TEXT EXCERPT:

>> START

I welcome the opportunity to make a short contribution on the motion before the House. We all have environmental issues at various levels. I would like to highlight a few that are possibly not the direct responsibility of the Minister, but the responsibility of agencies that are responsible to him.

We have all heard the debate in recent months on one-off houses and the treatment units that are being provided for those houses. People have had problems trying to get planning permission to build houses on sites that are family owned, and many reasons have been given to deny permission. One of the main reasons in my county of Leitrim is that the treatment units that are put in to treat the sewage from these one-off houses do not meet a certain standard. However, when the companies that supply these treatment units have sought the prescribed standard from the EPA, it turned out that the EPA has no standard. That is a terrible situation. The EPA cannot provide the specification required for people to be allowed build houses in rural Ireland. This is unacceptable. Most of these treatment units produce what is known as grey water, which can be used for watering lawns or for any other non-domestic use. It can make a contribution to the environment by preventing people from using treated water to water their flowers. We know the cost to the State of producing such treated water.

Water charges come from the cost of treating water. This is an opportunity for less water to be used in these households if a proper, clear initiative could be given by the EPA on the required standards. In spite of persistent requests by various people involved in the business of supplying treatment units, the EPA is not in a position to provide the relevant standards. That is wrong. We can set standards for discharges from public sewerage schemes, but we cannot set them for discharges from one-off houses. That must be examined as soon as possible. I raised this today on the Order of Business and I will continue to raise it until I get an answer from the EPA on the required standard.

Another problem we have is the number of objections to projects that are environmentally friendly. We see objections to wind farms, biodigesters and anything that seeks to improve our environment. Many of the people who object are so ignorant of what is proposed that they are not for real. Some of the objections are totally ludicrous. It is very difficult for wind farms to be connected to the national grid for any of these projects. We have seen cases in which planning permission granted for wind farms have run out because they cannot get connected to the grid. It is long past the time when the ESB should be asked to allow these connections if we are to try to meet our targets under the Kyoto Protocol. It is ridiculous that we find ourselves in this situation.

Some of the small thermal treatment units are well able to deal with waste and these could be established in certain areas, rather than having to drag stuff from one end of the country to the other into landfills and even outside the State. This could be disposed of through these units and the only by-product is ash, which could be recycled and used in road construction. The power generated by these can go back into the national grid again.

There are vested interests out there that are preventing a green agenda from moving on, and the people behind this will have to be tackled. These vested interests have for too long been able to prevent us from acting as the guardians of the environment that we inherited. We have to accept that this generation and the generation before it probably did more to vandalise the environment than generations for 1,000 years before them. If there has been vandalism, there is a need to redress it. We have an opportunity to do so very quickly and leave the environment in a better state, but red tape continues to prevent progress. Some of the organisations established to deal with environmental matters are out of synch with what is required in the modern age. It takes them too long and they do not want to make a decision. They will speak and debate indefinitely, but decisions are the last thing they want to take. We will have to do something about this.

>> END

DATASET EXCERPTS:

>> START

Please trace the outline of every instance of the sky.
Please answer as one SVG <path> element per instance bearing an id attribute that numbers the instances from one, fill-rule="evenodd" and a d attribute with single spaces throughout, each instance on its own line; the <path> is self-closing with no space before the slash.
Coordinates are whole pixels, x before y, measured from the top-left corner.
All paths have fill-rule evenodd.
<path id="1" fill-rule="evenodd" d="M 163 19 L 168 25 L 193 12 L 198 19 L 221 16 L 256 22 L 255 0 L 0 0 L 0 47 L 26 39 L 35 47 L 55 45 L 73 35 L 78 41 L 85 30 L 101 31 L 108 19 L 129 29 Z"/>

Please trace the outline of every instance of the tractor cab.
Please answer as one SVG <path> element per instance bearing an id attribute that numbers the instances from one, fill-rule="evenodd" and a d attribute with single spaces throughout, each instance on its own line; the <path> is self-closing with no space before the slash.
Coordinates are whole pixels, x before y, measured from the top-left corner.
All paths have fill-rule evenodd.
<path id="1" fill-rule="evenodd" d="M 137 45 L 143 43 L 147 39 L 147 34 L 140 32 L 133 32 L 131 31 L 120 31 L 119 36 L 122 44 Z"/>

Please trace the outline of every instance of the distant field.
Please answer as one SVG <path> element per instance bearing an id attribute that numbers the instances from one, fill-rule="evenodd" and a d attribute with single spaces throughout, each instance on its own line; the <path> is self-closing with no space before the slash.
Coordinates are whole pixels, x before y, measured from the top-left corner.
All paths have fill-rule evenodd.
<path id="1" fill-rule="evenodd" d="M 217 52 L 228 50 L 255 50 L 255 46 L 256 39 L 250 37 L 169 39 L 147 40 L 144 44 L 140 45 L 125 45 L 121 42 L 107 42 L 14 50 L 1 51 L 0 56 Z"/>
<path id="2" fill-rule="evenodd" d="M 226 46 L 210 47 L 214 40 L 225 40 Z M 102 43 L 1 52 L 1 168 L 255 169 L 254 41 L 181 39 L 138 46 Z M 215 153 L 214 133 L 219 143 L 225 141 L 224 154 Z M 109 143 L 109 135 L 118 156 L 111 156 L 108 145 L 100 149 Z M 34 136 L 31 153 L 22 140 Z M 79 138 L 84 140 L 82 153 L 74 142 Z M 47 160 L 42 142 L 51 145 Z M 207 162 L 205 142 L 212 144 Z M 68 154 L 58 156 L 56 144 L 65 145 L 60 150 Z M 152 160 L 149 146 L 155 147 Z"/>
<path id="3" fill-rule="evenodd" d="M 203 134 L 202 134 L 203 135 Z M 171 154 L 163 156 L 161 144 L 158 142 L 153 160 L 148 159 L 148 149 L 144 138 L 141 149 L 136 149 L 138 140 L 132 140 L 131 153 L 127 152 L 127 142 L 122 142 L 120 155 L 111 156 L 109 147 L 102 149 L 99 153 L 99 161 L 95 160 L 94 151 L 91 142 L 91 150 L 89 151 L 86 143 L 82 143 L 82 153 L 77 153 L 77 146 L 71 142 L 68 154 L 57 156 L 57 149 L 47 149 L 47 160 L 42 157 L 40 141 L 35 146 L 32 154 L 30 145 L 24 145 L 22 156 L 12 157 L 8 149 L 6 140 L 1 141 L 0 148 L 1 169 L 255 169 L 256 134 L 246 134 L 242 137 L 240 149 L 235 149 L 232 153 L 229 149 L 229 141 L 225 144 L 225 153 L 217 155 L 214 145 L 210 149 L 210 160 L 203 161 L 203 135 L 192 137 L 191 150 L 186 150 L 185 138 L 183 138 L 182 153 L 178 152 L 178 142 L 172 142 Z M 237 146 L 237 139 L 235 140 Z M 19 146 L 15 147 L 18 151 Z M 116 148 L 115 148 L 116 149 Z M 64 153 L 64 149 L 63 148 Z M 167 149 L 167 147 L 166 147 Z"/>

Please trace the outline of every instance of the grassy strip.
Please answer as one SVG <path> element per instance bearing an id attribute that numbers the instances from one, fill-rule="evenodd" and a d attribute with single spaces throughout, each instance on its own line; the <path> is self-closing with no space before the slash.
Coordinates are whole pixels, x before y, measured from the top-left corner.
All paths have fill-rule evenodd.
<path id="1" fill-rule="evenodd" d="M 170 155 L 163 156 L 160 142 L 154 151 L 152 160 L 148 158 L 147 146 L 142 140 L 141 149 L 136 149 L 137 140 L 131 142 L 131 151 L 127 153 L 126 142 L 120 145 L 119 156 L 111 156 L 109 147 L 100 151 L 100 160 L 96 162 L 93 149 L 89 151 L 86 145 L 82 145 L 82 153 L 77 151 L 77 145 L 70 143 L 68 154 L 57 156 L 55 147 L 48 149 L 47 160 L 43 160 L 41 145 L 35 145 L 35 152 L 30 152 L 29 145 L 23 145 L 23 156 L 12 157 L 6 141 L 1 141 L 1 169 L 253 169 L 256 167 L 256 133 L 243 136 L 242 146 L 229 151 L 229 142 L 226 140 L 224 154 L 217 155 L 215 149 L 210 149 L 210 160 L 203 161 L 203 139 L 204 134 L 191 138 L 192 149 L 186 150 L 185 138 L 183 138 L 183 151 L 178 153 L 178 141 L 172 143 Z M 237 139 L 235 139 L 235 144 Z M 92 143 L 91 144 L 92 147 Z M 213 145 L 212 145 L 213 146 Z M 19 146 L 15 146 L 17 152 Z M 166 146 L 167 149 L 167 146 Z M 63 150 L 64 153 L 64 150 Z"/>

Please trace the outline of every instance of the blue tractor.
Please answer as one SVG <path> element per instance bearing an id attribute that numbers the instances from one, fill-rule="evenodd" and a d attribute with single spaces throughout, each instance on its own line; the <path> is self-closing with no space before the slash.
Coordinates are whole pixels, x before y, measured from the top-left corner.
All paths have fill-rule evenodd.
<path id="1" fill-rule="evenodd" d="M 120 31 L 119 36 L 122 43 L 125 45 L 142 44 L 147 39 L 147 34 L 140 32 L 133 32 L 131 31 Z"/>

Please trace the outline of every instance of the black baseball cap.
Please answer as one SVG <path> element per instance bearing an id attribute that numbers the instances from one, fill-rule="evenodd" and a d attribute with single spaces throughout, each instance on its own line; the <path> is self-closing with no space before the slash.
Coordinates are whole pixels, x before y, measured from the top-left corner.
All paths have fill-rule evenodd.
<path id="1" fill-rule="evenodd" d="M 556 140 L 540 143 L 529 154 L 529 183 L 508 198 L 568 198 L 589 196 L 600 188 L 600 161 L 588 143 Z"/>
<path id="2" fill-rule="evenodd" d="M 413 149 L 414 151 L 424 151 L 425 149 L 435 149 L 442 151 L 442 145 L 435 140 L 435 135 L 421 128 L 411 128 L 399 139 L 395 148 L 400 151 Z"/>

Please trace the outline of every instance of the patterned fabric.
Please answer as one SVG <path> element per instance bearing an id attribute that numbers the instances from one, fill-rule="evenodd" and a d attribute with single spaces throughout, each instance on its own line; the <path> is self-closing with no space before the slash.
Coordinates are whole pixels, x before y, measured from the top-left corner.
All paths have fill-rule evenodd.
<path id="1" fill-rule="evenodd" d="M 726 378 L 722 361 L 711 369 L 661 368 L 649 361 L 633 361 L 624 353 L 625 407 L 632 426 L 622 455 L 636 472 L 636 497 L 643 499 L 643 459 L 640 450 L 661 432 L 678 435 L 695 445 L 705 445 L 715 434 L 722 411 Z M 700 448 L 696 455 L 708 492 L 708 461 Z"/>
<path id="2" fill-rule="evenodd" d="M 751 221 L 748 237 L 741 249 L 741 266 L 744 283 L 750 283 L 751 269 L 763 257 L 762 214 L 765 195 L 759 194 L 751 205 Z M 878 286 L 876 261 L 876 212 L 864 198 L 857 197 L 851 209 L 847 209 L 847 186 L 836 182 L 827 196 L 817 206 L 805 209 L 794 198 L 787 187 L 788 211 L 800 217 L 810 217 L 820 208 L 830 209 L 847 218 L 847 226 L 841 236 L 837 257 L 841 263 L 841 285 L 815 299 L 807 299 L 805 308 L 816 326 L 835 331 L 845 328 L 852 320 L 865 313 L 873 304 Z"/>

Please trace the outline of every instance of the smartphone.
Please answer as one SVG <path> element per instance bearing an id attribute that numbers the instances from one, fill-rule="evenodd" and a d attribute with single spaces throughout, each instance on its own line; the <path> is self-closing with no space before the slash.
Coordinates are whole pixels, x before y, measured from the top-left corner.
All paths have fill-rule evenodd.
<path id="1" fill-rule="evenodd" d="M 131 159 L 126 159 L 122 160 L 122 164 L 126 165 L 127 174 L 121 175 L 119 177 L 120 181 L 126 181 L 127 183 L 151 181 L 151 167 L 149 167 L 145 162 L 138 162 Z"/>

>> END

PROBLEMS TO WORK ON:
(a) Answer these questions from the speech on environmental issues:
(i) Which county does the speaker name as their own?
(ii) What is the only by-product of the small thermal treatment units, according to the speech?
(iii) Where did the speaker raise the treatment-unit standard that day?
(b) Using the speech on environmental issues, decide whether each statement agrees with it. Answer yes or no, and quote the words that settle it.
(i) The EPA has supplied a standard for treatment units serving one-off houses.
(ii) Some planning permissions for wind farms have run out because the farms could not get connected to the grid.
(iii) The speaker says grey water can be used for watering lawns.
(c) Continue the speech on environmental issues from the point where it stops, keeping the speaker's voice.

ANSWERS FOR THE TASKS:
(a)
(i) Leitrim.
(ii) Ash, which could be recycled and used in road construction.
(iii) On the Order of Business.

(b)
(i) No: "it turned out that the EPA has no standard."
(ii) Yes: "We have seen cases in which planning permission granted for wind farms have run out because they cannot get connected to the grid."
(iii) Yes: "which can be used for watering lawns or for any other non-domestic use."

(c)
Various Governments have made an enormous contribution to providing properly treated water, particularly in rural areas. Some county councils are also to be complimented. I certainly compliment the county council in my home county of Leitrim which has one of the best available water schemes. Every small village in the county has a sewerage scheme. However, the only reason for this is that the council took the initiative and used the money available during the Celtic tiger era to implement these schemes. The net result is that we do not have the problems experienced in other areas.

It is terrible to hear Senator Coffey state raw sewage is discharged into rivers. That is not acceptable.

We all know it happens in certain areas, but there are alternatives. The Environmental Protection Agency could set standards and allow people to deal with the matter themselves. The public does not want raw sewage in rivers because it knows the river may be one from which water is extracted for a local supply two miles downstream. It is all out of line. We have too many regulations from people unable to implement them.

There are plenty of opportunities to move a long way from where we are. The Minister was constructive about what he proposed and saw as the work carried out. Many simple things could be done. I want to mention environmental vandalism by people who drop their waste here, there and yonder at somebody's gate or across a farmer's hedge into a field. They are not entitled to sympathy when caught. In parts of my county people participating in community employment schemes pick up papers and bottles thrown along the side of the road. The Minister for Social Protection, Deputy Ó Cuív, will introduce a new scheme under which this type of work should be allowed. I appeal to the unions that if such a proposal is put before them, they allow those in receipt of social welfare payments who will be given an opportunity to work on community employment schemes or their equivalent to do such work and clean up our environment. This is imperative.

Some have attacked the rural community and farmers, in particular, with regard to vandalism. They are the people least likely to engage in vandalism because they must look after their environment. Certain regulations have made life impossible for them, one of which involves a ban on the spreading of slurry at certain times of the year. Last year the ban was in place during the best weather there was for doing so. When it was legal to do so, it was pouring rain and all one was doing was washing it into streams and causing environmental damage. There is no one-fits-all system. I know the Minister was receptive when his colleague, the Minister for Agriculture, Fisheries and Food, asked him to extend the time during which it was legal. No farmer will spread slurry on wet ground when it is lashing rain knowing that it will be washed into watercourses.

I could go on to discuss many other issues——

I am afraid the Senator will not be able to do so this evening.

The Leas-Chathaoirleach is about to silence me.

We all have a duty to protect the environment and to hand it on to the next generation in a better state than we found it. If we do not continue to be constructive, rather than being destructive, in many cases we will not do so.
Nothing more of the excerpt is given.